___ Extrait du texte

Le Transsibérien deviendra rapidement le ciment de l’amitié franco-russe dès sa construction. D’un côté la Russie des tsars voulait rompre son isolement au moment où des menaces se levaient venant du Japon et de Chine et de l’autre côté la France cherchait à prendre en tenaille l’Autriche-Hongrie et l’Allemagne. De plus notre pays était intéressé par le rapprochement avec ses comptoirs en Asie que permettait cette liaison ferroviaire avec l’Extrême-Orient. C’est de cette époque que date une partie des fameux emprunts russes de si funeste mémoire pour bien des générations !
Les usines Eiffel fournirent bien des éléments métalliques pour la construction de cette voie. Ainsi le Transsibérien devint une des vedettes de l’Exposition Universelle de Paris en 1900
De grands écrivains français firent ainsi rêver des générations, comme Blaise Cendras dans La Prose de Transsibérien ou dans La petite Jehanne de France
comme Joseph Kessel dans Temps sauvages.

______
___ Données extraites

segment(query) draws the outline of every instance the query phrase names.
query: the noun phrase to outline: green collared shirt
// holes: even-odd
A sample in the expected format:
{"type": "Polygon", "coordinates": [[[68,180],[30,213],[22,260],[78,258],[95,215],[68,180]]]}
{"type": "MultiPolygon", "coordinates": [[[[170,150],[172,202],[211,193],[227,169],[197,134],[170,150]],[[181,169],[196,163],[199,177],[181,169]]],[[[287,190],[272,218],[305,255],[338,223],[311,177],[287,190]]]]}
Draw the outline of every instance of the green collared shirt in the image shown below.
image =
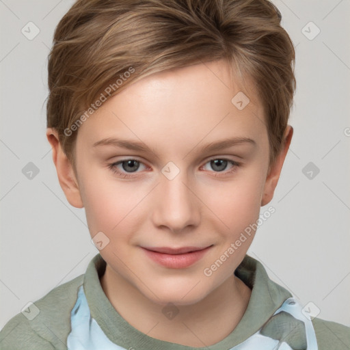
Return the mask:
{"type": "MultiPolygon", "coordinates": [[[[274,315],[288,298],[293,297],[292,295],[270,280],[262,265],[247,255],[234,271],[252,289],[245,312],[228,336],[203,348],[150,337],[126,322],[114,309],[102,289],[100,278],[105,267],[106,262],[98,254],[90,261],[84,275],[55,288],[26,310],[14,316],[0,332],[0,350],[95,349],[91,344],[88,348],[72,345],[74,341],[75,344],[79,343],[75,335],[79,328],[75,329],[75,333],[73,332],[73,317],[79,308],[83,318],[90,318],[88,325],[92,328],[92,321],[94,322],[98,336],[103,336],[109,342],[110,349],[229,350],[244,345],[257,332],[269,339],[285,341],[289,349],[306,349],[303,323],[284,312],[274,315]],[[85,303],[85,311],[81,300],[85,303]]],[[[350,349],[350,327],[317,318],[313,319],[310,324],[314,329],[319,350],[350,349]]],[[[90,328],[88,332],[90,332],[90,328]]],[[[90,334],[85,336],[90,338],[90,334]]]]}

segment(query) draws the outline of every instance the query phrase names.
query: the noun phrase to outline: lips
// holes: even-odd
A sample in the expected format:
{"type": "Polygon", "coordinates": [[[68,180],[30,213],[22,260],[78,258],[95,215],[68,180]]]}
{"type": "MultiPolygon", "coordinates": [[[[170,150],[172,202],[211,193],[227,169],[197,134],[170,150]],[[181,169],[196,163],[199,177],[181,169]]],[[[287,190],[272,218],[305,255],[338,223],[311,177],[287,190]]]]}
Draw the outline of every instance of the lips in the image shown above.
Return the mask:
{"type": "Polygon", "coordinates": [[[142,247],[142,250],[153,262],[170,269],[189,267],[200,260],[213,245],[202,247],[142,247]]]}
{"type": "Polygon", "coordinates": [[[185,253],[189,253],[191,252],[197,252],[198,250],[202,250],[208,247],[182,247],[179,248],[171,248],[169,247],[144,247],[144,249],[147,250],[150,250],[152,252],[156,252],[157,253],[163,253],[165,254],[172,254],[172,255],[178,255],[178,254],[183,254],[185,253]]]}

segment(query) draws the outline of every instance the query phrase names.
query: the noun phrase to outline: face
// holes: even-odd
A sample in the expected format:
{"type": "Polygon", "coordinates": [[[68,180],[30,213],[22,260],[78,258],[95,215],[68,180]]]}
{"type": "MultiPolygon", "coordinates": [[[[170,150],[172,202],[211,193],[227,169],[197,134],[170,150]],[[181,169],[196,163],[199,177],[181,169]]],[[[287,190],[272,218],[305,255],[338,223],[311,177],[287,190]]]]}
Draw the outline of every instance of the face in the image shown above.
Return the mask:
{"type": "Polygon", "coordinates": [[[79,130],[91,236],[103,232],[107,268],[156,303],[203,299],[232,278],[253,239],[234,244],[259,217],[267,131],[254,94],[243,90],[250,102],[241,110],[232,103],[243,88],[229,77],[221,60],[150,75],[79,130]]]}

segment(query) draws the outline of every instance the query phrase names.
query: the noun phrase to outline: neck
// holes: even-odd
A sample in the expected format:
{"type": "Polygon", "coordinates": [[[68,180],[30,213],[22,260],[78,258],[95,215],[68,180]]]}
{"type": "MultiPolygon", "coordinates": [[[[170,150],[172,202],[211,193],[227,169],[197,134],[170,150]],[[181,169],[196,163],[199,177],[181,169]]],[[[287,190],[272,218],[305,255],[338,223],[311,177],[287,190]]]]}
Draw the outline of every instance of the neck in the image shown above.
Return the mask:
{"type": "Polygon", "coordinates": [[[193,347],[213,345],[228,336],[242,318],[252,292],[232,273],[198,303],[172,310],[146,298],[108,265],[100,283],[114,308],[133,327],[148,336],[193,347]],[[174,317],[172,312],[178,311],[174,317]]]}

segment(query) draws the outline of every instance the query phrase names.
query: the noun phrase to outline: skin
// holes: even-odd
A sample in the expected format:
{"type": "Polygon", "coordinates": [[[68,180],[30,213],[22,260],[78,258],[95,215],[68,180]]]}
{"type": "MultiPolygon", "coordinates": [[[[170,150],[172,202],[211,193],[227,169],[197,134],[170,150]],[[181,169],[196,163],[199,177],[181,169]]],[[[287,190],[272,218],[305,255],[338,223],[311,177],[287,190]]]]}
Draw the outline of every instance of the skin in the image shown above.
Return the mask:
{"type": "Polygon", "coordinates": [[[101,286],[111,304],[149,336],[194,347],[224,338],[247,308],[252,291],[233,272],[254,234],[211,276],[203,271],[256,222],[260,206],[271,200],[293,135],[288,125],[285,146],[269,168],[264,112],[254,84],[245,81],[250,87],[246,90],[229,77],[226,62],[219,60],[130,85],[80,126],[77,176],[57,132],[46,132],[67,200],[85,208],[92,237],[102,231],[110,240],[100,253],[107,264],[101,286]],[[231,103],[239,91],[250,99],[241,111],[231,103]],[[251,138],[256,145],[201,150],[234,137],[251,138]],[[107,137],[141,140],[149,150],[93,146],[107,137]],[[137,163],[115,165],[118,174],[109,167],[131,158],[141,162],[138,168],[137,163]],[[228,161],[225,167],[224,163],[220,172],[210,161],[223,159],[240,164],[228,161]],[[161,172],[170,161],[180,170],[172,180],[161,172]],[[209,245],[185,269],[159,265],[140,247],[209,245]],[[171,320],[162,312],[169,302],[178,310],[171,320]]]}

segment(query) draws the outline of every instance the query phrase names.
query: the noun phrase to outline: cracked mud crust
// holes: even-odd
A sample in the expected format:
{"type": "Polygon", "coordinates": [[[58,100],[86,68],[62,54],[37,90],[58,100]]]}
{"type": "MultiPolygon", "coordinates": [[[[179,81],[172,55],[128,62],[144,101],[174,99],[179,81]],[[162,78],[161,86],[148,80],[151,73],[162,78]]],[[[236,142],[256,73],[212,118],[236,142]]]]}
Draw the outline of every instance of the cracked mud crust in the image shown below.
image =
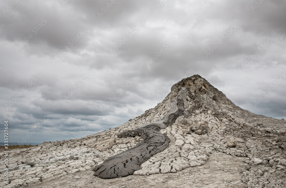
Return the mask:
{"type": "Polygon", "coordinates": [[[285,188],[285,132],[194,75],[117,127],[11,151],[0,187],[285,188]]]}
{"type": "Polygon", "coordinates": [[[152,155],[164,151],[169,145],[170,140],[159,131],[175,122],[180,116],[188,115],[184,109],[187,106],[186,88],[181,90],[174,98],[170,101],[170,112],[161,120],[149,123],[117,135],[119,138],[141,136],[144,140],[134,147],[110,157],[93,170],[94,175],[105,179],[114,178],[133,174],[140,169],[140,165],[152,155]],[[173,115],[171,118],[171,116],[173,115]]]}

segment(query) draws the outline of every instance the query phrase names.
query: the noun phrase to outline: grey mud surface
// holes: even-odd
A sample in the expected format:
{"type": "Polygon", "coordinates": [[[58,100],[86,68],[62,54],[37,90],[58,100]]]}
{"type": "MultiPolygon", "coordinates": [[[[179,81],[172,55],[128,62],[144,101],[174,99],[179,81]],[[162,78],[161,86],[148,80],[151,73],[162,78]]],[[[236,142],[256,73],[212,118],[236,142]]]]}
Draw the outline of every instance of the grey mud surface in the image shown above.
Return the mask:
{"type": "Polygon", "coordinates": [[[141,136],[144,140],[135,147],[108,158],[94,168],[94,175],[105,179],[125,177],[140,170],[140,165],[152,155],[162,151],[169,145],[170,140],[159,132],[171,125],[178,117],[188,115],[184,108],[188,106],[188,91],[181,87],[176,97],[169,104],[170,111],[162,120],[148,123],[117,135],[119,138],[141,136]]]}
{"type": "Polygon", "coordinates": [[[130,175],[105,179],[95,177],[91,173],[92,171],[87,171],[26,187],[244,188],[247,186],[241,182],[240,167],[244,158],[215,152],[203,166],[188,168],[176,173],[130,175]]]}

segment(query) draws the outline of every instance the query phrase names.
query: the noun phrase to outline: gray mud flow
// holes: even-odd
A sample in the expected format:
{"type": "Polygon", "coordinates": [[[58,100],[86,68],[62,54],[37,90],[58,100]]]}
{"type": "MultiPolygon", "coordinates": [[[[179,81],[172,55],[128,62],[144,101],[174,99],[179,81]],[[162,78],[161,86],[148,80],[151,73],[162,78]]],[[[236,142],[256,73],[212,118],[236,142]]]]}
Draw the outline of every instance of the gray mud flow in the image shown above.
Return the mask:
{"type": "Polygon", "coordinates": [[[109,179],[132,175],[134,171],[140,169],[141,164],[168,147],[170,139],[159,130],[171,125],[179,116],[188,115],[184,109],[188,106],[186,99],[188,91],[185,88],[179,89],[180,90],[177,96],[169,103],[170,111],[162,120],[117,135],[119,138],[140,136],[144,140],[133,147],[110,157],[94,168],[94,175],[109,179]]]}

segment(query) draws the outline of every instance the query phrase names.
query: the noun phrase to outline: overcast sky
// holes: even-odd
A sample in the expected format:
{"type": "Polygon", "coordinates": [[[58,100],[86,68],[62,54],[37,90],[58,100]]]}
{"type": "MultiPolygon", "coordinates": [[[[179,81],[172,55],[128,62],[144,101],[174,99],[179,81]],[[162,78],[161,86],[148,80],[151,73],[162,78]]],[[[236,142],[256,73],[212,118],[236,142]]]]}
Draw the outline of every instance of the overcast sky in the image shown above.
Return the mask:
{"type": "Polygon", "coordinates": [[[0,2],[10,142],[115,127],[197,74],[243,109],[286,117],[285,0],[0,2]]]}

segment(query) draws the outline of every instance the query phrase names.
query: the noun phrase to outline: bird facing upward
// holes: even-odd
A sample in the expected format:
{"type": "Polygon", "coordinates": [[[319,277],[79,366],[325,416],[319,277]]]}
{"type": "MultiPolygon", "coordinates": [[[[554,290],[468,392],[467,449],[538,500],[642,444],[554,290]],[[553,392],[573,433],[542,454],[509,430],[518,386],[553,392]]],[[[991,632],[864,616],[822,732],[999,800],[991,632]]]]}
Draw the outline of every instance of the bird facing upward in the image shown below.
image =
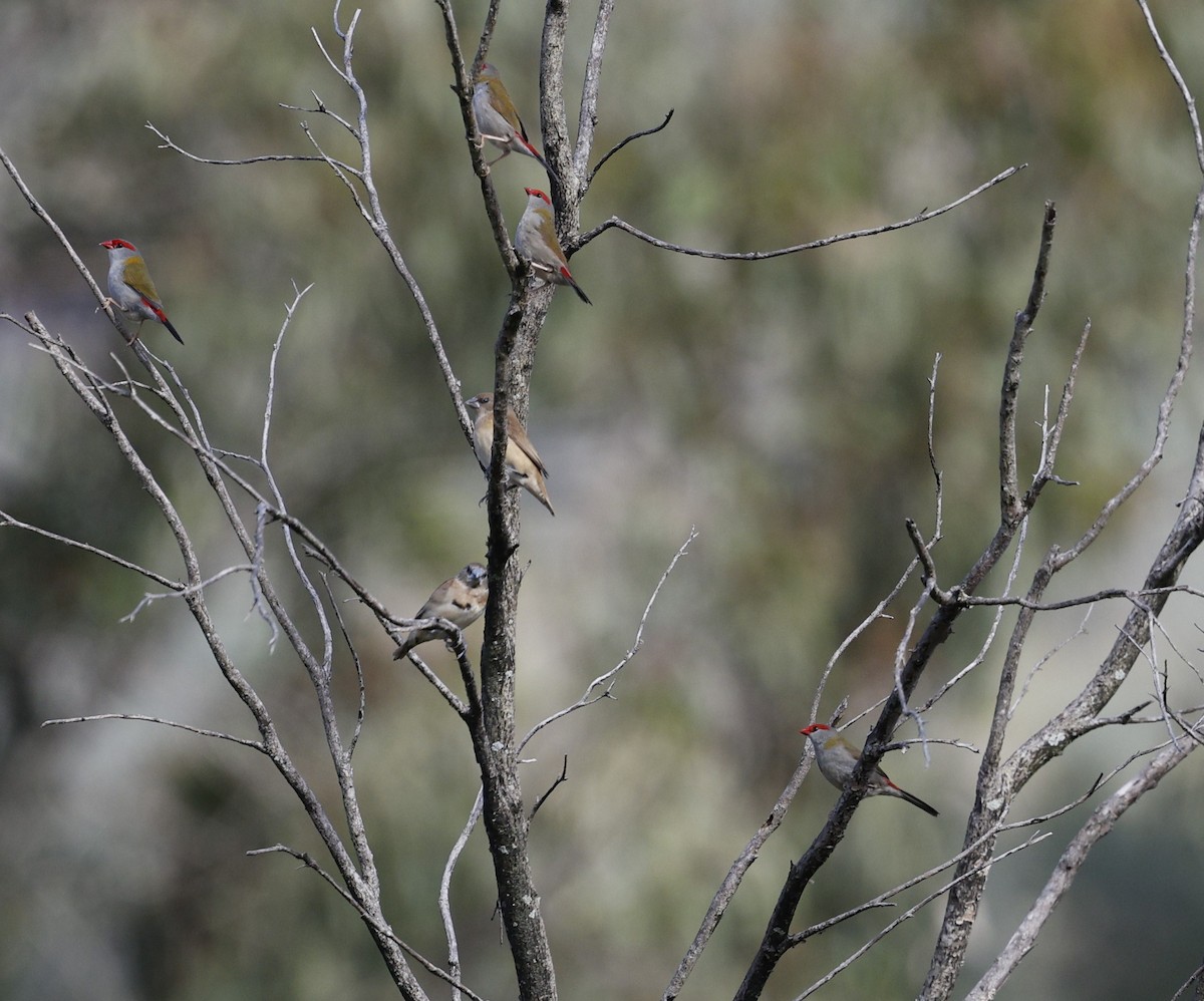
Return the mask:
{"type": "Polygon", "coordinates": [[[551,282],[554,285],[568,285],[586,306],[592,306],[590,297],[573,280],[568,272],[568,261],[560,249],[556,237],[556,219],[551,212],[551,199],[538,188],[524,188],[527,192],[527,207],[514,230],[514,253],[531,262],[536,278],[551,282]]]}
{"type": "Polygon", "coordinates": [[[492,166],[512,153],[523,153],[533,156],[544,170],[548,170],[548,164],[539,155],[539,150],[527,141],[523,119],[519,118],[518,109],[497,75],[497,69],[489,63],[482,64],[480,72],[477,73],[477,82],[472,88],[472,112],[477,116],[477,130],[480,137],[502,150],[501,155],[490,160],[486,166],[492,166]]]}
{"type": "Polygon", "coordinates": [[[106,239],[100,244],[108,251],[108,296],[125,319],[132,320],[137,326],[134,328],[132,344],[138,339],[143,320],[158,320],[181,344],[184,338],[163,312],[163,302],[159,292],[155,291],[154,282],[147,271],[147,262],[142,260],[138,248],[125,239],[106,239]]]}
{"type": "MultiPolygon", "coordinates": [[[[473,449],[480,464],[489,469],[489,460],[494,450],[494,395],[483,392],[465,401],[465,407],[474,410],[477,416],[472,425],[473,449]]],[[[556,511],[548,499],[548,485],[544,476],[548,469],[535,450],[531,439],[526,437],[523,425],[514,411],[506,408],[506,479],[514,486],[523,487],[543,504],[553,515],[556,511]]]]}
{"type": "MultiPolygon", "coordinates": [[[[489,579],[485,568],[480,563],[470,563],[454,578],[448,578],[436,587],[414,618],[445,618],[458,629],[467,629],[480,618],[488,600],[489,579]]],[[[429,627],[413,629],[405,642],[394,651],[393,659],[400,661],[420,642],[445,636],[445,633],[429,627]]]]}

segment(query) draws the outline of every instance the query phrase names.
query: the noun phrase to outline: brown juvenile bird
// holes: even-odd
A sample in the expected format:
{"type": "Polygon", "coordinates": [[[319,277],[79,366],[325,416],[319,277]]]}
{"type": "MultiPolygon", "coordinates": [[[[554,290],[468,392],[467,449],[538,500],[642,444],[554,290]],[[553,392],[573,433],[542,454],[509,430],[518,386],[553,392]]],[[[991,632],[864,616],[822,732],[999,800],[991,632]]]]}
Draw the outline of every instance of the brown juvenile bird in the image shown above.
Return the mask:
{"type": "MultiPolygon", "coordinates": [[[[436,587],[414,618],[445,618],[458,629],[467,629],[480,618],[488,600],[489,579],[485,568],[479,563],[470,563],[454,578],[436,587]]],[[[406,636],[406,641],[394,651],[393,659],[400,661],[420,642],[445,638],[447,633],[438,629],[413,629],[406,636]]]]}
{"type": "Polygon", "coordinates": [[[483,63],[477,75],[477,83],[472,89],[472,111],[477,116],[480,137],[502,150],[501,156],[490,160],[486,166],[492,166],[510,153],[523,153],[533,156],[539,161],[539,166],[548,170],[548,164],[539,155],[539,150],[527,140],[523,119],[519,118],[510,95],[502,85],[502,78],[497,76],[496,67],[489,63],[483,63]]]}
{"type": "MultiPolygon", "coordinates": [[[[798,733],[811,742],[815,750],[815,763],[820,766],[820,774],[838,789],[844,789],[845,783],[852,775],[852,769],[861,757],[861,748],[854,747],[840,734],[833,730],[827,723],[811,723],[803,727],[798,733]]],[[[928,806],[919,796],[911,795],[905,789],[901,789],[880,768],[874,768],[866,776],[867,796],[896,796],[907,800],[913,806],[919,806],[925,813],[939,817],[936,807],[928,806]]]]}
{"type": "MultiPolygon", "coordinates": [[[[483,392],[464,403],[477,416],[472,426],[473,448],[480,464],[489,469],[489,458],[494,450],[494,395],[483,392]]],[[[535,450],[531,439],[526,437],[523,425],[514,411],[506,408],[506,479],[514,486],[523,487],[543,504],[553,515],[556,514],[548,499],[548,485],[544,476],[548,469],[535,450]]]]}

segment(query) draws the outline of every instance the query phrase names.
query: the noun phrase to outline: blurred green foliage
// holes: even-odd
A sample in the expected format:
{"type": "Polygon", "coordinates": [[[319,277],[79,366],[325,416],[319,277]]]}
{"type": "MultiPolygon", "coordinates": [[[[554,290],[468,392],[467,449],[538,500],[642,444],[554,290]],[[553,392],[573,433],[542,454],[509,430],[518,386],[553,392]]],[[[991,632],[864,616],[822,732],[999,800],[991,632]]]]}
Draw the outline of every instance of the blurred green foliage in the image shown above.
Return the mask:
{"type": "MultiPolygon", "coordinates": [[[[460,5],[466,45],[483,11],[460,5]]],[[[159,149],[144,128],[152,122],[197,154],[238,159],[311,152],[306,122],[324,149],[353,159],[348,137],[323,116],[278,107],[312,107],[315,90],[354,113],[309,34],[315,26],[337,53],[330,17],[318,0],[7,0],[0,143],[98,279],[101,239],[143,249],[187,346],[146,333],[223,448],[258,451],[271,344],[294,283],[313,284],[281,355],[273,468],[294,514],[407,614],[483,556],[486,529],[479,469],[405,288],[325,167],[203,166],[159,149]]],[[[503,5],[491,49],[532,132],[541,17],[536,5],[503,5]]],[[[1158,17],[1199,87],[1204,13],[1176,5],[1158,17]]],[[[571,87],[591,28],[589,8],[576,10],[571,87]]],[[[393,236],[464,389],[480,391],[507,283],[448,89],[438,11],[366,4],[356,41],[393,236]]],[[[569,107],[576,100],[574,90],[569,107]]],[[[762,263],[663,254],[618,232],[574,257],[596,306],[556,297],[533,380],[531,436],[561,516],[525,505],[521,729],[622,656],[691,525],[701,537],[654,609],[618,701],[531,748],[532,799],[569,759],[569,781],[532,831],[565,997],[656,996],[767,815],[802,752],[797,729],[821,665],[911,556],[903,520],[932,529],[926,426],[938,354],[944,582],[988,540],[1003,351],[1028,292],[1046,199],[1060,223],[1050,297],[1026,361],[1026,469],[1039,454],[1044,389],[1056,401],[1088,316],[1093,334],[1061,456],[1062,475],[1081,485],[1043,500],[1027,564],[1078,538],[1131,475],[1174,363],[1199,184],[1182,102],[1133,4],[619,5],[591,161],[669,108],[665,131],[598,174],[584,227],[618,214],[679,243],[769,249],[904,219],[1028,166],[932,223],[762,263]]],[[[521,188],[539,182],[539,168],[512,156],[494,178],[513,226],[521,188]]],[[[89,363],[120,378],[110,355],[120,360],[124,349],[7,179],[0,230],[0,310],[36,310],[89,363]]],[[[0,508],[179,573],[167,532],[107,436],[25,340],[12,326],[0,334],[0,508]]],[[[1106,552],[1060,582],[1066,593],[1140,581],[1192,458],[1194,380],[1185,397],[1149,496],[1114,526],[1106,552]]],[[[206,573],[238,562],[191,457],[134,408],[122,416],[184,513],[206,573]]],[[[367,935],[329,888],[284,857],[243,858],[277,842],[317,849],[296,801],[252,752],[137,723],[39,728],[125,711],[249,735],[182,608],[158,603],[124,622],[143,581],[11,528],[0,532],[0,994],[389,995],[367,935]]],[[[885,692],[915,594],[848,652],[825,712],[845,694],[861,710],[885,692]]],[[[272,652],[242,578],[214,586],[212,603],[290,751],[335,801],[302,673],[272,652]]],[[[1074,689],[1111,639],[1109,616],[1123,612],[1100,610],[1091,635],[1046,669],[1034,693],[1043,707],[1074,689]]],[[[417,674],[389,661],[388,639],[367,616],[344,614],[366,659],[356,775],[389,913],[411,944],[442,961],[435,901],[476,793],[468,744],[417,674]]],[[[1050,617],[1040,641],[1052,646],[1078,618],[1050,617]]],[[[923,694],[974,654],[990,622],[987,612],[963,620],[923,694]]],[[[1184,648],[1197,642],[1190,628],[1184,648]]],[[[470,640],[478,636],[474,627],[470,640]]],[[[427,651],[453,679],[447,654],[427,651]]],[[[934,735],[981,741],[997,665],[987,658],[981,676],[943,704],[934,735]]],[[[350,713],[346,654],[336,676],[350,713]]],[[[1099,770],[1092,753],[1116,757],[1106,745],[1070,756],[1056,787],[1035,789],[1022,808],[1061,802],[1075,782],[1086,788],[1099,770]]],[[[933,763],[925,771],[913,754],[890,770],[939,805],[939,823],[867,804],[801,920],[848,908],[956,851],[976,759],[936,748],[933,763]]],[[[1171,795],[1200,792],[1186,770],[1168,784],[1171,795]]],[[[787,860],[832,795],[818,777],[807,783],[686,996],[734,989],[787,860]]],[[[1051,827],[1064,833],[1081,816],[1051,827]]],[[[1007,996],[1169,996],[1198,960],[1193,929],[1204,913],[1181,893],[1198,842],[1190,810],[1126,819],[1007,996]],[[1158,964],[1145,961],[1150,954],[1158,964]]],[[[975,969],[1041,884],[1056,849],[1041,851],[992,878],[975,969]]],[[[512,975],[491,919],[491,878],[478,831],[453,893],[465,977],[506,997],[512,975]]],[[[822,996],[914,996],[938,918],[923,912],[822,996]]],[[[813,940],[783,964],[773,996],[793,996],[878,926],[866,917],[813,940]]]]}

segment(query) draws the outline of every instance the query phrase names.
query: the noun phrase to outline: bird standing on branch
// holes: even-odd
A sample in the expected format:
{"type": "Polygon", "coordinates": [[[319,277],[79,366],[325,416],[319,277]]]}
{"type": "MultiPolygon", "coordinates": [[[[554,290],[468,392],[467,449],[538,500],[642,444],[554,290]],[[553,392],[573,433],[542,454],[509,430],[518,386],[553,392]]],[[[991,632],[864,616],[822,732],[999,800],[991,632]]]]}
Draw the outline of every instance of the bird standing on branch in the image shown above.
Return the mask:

______

**Consigne:**
Recopiez intégralement le texte sur le Transsibérien, sans rien y changer. Ce matériel n'a aucun lien avec le texte.

**Réponse:**
Le Transsibérien deviendra rapidement le ciment de l’amitié franco-russe dès sa construction. D’un côté la Russie des tsars voulait rompre son isolement au moment où des menaces se levaient venant du Japon et de Chine et de l’autre côté la France cherchait à prendre en tenaille l’Autriche-Hongrie et l’Allemagne. De plus notre pays était intéressé par le rapprochement avec ses comptoirs en Asie que permettait cette liaison ferroviaire avec l’Extrême-Orient. C’est de cette époque que date une partie des fameux emprunts russes de si funeste mémoire pour bien des générations !
Les usines Eiffel fournirent bien des éléments métalliques pour la construction de cette voie. Ainsi le Transsibérien devint une des vedettes de l’Exposition Universelle de Paris en 1900
De grands écrivains français firent ainsi rêver des générations, comme Blaise Cendras dans La Prose de Transsibérien ou dans La petite Jehanne de France
comme Joseph Kessel dans Temps sauvages.